[Records from a dataset]
----

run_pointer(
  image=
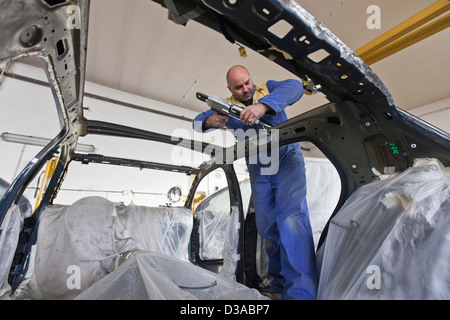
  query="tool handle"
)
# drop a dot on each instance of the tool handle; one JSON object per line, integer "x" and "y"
{"x": 201, "y": 96}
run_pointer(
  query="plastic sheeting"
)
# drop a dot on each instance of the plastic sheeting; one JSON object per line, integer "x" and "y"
{"x": 391, "y": 239}
{"x": 79, "y": 244}
{"x": 149, "y": 275}
{"x": 8, "y": 241}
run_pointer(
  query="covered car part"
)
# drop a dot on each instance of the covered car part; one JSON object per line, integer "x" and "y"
{"x": 150, "y": 275}
{"x": 90, "y": 237}
{"x": 390, "y": 239}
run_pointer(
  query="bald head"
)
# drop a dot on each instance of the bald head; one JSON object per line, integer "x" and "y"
{"x": 240, "y": 83}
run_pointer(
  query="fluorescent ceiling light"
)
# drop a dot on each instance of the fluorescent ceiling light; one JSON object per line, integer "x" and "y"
{"x": 37, "y": 141}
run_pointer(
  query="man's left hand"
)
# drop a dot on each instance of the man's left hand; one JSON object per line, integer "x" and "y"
{"x": 252, "y": 113}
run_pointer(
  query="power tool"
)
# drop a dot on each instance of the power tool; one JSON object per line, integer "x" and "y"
{"x": 224, "y": 107}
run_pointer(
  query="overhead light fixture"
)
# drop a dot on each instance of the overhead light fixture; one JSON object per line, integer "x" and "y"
{"x": 38, "y": 141}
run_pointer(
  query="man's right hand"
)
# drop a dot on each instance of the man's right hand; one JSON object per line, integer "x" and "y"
{"x": 216, "y": 120}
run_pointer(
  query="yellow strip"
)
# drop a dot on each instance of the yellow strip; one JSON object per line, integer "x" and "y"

----

**Your objective**
Whenever a line of the data holds the string "query", pick that line out.

**Result of the task**
  query="tool handle"
  query="plastic sheeting"
  query="covered car part"
  query="bald head"
  query="fluorescent ceiling light"
  query="man's left hand"
  query="power tool"
  query="overhead light fixture"
  query="man's right hand"
  query="yellow strip"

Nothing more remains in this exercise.